• Text

Letter 1 - Zacha to Keira and Kelly 09/10/07

Hi Keira.

I'd written exactly this last time you wrote to me, before I was pulled out the door to the bus station in Mexico, and my life hasn't slowed down since:


"I think you meant tailors. But I like the image very much. I've eaten far too many types of food to list, mostly because I don't remember all the names. It's very good here.
We're off to see the Cervantino Festival (International Festival of Don Quixote) in half an hour. 8 hours of buses should give me enough time to read. (Buses are the trains of Mexico.) It's in the town of Guanajuato, about which I know nothing. Cuernavaca is built on a hill. Karla and James are both trai"

The story goes as follows: After three weeks in Mexico I took a plane to the UK, visited my godmother and visited Jack. From there I took a plane to Barcelona, and a train north over the border to Montpellier in France, with no idea how to find Agustina. Late that night, having come halfway around the world to search for her, I found her new mobile phone number by accident with a simple internet search. The next day I talked to her on the phone. She had gone back to Spain in June, during the student riots in France, not having been able to find any work there. (Unemployment had been part of the reasons for the previous riots, in 2005.) We talked for half an hour - where she was very impressed with my new Spanish, and when she told me that there is someone else in her life since we last saw each other in February. I went straight back to my godmother's place in the UK to be miserable for a week.

• Aim 1
Copy, character for character, the part of the entries that opens with the line containing "Find the bird's beak" and closes with the line containing "pixel 15 369", including both of those lines.

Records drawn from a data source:
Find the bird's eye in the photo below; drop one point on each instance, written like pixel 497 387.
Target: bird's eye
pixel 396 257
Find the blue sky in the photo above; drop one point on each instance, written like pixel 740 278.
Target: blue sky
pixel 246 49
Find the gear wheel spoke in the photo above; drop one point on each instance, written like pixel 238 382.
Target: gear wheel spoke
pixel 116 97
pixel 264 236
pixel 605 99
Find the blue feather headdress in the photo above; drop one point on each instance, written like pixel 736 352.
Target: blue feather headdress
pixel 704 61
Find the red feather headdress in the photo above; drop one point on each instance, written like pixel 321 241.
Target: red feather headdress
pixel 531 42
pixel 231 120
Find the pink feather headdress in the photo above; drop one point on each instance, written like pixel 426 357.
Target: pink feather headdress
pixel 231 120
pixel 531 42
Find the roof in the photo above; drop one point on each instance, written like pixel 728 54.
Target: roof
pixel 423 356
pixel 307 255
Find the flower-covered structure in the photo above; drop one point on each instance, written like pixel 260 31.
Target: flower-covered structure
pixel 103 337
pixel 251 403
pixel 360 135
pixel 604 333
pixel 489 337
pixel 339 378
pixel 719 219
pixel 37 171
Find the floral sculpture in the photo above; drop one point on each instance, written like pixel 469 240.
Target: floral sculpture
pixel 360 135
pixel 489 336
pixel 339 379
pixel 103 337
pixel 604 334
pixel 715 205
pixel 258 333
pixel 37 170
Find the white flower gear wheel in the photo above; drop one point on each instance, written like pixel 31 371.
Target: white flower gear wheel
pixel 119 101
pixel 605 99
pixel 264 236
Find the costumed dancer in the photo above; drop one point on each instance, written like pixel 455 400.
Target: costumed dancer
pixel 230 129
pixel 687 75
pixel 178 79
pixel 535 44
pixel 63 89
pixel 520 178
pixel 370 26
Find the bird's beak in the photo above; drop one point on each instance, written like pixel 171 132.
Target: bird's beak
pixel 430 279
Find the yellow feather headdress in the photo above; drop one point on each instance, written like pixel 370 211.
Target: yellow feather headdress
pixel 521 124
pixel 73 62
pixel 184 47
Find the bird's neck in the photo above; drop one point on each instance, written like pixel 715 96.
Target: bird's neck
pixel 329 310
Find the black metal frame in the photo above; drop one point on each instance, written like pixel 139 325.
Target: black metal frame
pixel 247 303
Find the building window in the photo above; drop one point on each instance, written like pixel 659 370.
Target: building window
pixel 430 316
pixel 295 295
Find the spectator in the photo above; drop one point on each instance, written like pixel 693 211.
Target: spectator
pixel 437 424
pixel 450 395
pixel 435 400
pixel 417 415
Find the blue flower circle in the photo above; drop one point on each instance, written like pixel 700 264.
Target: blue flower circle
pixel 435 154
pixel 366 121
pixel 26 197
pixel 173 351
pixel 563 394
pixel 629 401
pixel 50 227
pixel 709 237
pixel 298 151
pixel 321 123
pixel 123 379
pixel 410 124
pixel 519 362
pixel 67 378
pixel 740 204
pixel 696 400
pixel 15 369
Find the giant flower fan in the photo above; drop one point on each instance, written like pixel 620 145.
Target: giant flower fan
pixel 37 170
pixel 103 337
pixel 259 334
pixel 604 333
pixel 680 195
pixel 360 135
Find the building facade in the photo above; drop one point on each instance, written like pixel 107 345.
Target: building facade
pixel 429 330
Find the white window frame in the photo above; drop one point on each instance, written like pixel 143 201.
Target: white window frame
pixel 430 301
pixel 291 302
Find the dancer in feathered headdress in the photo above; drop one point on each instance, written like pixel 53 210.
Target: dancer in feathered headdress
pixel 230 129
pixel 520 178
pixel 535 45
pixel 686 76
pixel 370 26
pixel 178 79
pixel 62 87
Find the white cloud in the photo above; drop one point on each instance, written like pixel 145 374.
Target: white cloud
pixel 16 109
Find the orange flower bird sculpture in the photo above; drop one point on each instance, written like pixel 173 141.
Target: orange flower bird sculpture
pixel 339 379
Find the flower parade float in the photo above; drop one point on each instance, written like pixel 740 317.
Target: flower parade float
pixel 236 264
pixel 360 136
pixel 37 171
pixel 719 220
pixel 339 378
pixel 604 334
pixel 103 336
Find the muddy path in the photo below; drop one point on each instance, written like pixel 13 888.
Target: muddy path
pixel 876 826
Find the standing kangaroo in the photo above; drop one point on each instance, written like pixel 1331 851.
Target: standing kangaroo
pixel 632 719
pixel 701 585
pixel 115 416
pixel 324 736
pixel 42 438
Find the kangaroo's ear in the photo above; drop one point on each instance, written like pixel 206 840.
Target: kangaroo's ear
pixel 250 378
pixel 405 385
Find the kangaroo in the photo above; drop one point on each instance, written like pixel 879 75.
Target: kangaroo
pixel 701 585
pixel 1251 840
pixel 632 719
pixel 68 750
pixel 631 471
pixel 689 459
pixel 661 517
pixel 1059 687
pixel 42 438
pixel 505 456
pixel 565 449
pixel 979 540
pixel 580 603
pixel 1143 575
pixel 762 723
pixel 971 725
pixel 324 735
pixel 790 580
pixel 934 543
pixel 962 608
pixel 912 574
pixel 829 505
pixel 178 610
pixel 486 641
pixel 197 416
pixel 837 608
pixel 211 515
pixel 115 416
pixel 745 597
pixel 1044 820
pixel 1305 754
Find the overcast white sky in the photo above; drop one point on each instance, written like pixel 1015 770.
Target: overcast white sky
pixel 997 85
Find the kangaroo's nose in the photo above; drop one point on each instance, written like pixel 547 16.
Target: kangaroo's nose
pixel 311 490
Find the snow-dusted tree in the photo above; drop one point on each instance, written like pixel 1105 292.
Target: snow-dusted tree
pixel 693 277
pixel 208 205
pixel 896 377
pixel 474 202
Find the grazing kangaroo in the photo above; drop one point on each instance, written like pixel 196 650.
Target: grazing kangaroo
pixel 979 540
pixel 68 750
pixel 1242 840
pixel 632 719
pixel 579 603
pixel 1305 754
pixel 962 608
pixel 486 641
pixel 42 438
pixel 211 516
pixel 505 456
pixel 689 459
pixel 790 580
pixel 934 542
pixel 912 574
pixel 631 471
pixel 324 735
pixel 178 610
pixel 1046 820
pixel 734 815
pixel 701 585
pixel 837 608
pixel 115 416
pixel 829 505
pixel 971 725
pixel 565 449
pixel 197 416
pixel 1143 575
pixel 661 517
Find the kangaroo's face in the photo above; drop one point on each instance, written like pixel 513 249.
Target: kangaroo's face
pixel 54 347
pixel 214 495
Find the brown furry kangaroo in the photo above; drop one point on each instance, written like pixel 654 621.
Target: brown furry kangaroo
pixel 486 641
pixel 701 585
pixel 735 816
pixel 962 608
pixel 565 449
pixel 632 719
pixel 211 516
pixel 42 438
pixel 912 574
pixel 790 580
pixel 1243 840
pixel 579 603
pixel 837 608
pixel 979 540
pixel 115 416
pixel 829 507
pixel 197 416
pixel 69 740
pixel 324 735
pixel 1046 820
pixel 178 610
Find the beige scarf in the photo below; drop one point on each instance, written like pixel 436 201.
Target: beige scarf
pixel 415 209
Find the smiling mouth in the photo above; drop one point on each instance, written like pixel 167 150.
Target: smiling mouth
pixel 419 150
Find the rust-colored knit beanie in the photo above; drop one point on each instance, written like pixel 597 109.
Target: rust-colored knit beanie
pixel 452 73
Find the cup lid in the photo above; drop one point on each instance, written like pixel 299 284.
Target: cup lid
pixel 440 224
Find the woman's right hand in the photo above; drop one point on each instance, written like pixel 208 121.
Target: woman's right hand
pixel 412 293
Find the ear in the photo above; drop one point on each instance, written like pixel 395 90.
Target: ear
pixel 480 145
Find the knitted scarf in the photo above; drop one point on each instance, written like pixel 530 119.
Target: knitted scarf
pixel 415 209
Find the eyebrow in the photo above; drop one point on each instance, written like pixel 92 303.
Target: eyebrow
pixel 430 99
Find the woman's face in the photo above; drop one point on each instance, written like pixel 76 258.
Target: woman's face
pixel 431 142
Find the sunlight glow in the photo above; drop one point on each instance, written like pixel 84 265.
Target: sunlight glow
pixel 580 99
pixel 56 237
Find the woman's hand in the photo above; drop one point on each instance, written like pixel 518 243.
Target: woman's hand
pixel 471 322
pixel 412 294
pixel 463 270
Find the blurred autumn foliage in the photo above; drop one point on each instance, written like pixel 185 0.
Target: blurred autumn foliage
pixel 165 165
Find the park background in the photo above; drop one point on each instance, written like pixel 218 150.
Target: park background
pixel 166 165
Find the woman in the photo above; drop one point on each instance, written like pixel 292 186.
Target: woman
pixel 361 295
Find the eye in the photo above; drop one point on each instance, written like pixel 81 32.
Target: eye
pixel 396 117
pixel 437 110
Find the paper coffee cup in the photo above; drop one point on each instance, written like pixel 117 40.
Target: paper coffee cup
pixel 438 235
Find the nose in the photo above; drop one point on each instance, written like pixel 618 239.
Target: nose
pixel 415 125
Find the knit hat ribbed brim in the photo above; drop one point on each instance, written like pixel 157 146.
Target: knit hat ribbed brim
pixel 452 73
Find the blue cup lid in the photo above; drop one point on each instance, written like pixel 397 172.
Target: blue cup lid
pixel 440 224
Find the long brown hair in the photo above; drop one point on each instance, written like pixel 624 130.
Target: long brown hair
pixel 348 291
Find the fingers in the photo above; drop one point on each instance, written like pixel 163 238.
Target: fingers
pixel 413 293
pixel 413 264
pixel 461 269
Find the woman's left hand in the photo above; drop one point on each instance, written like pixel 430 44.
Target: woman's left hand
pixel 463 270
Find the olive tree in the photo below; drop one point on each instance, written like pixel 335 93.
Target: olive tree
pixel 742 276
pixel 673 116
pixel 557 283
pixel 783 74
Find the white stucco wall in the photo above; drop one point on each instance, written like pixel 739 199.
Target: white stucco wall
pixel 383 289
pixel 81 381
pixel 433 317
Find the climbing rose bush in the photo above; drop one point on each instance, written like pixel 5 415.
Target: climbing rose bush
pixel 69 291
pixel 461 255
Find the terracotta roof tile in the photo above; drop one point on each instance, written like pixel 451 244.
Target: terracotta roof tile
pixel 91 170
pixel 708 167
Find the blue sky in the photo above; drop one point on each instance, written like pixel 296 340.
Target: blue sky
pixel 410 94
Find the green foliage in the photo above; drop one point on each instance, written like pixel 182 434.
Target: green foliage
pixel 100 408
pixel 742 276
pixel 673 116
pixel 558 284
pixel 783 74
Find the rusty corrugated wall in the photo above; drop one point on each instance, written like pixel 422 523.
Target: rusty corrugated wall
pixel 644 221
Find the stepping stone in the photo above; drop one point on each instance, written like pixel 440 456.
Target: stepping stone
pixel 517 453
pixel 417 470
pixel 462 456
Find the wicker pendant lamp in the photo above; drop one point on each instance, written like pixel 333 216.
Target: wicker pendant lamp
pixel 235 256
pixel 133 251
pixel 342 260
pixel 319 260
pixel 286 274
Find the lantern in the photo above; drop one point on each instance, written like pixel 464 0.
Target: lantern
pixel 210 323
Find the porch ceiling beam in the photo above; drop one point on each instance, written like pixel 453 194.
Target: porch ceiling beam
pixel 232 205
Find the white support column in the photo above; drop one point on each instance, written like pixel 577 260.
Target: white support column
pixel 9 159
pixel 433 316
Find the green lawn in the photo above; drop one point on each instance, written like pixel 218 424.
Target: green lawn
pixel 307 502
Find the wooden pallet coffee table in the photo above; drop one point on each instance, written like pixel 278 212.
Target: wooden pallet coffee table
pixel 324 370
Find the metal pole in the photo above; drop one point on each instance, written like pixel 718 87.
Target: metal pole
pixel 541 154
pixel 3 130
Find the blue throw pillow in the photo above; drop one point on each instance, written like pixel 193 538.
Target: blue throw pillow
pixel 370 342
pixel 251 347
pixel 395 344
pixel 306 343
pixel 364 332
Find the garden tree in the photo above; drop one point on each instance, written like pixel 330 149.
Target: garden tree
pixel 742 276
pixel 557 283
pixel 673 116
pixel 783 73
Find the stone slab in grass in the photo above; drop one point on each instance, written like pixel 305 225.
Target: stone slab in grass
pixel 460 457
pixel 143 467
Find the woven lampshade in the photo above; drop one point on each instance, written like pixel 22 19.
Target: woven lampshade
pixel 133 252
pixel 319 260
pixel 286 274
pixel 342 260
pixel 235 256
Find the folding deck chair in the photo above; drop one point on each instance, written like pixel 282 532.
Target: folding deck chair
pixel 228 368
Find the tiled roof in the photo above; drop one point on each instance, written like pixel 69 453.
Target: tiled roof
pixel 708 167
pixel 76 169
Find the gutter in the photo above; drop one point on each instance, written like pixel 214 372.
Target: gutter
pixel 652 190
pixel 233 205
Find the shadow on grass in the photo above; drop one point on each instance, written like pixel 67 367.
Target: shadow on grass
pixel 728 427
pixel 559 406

• Aim 2
Write the next part of the travel letter, picking up right after its last sentence.

• Exercise answer 1
Find the bird's beak in the photo above; drop one point on each instance, written like pixel 171 132.
Target: bird's beak
pixel 430 279
Find the yellow feather headdress in the photo above; drop one point on each instance, written like pixel 370 211.
Target: yellow feather headdress
pixel 521 124
pixel 73 62
pixel 184 47
Find the bird's neck in the photo above; drop one point on each instance, written like pixel 715 96.
Target: bird's neck
pixel 329 310
Find the black metal frame in the photo above; drop one point on each instance, written like pixel 139 325.
Target: black metal frame
pixel 247 303
Find the building window in the photo above; drop one point on each instance, written like pixel 659 370.
Target: building window
pixel 430 316
pixel 295 295
Find the spectator in the photo above; drop one point on each instance, written like pixel 693 211.
Target: spectator
pixel 437 424
pixel 450 395
pixel 435 400
pixel 417 415
Find the blue flower circle in the photo above; drop one point on each instance, written like pixel 700 264.
Target: blue flower circle
pixel 435 154
pixel 366 121
pixel 26 197
pixel 173 351
pixel 563 394
pixel 629 401
pixel 50 227
pixel 709 237
pixel 298 151
pixel 321 123
pixel 123 379
pixel 410 124
pixel 519 362
pixel 67 378
pixel 740 204
pixel 696 400
pixel 15 369

• Exercise answer 2
I talked to James and Karla over the internet, and decided to use my frequent fliers to go back to Mexico, and hang out in a latin country for a couple months. Which I really needed. Waiting for my flight to come around, I finished the last of my uni assignments. So I've finally finished Uni, which I found out via the net two weeks later. But this story has a big meanwhile..

Meanwhile, all the way through Europe and after my sad adventure in Montpellier, I'd been corresponding with a friend of Karla (James Pearce's wife) in Mexico, who I'd met while I was there. Pilar Angón. We both lost a lot of sleep using MSN, and after I came back to Cuernavaca from a weekend in Miami (my Dad flew me there to meet him, and the Rabbi who did my Bamitzvah a few days after I landed in Mexico City) we started going out. She's very cool, is 29, writes stories, is an anthropologist, knows capoiera, dances brilliantly and has an 11-year old daughter called Anahí who also writes stories. The first day we met, in October, she told me that she wrote stories..
"My daughter also writes stories." she said.
"Are they good?" I asked, in Spanish.
"Yes." she said, and grinned really broadly "But, I'm her mother." And her grin happily said otherwise, and that it didn't matter how much she was prejudiced in her favour - her daughter still wrote really well. Which is true. I'm trying to translate one of her stories for you called Testén. (Especially for Kelly, who'll love it.)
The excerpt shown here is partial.